**WHAT TO PRODUCE**. Scale the point coordinates in the answers by 1.5, rounding each to a whole number with halves going up, and rewrite every line, requests included, in the part that opens with the line containing "TARGET: dark green leaf" and runs through the end of the data. Give only that part and leave out the pictures.

**DATA FOR THE TASK**.
— Start —
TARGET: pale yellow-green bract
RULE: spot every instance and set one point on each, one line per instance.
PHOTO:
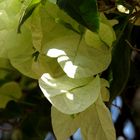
(67, 59)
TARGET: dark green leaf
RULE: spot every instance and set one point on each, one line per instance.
(26, 11)
(83, 11)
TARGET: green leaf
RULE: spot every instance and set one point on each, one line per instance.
(120, 66)
(92, 122)
(104, 90)
(26, 11)
(83, 11)
(5, 67)
(68, 95)
(9, 91)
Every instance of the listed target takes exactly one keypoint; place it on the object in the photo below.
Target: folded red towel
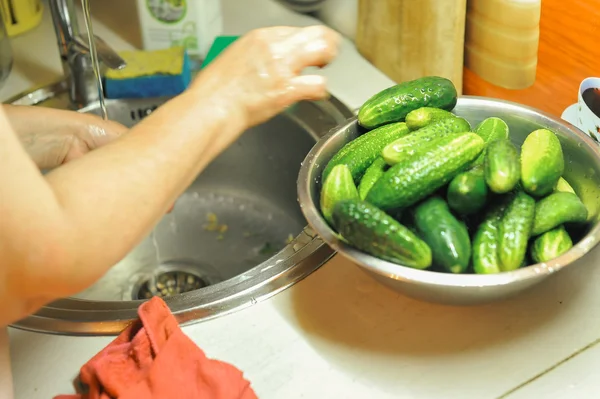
(153, 359)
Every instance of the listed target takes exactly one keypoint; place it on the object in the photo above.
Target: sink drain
(172, 279)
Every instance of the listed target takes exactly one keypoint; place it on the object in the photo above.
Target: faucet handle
(106, 54)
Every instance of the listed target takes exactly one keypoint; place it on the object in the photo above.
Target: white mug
(587, 121)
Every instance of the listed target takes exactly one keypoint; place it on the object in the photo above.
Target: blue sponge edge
(150, 86)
— End —
**EXPECTED ANSWER**.
TARGET: dark green leaf
RULE: spot every instance and set one point on each, one line per instance.
(39, 17)
(125, 17)
TARGET: green leaf
RULE: spot every instance and set one point on each, one line per instance.
(180, 99)
(138, 183)
(156, 135)
(39, 17)
(125, 17)
(8, 101)
(102, 143)
(14, 137)
Every instance of the listed target takes exactly one keypoint; place it on the object in the photo below.
Target: folded red towel
(230, 539)
Every instance of the listed target takes exactly one keypoint; place it on the object in the photo above.
Target: sink drain
(258, 419)
Every instance of the listed target takes exactly one keypoint; place it on the object in the photo above.
Target: faucet handle
(159, 81)
Every instance of the listed target takes exactly one keypoint; place it on the object in the photo above.
Target: white mug
(881, 182)
Every instance of the listed target takes exactly one keypoint; place it on the object in the photo above.
Target: blue sponge edge
(225, 129)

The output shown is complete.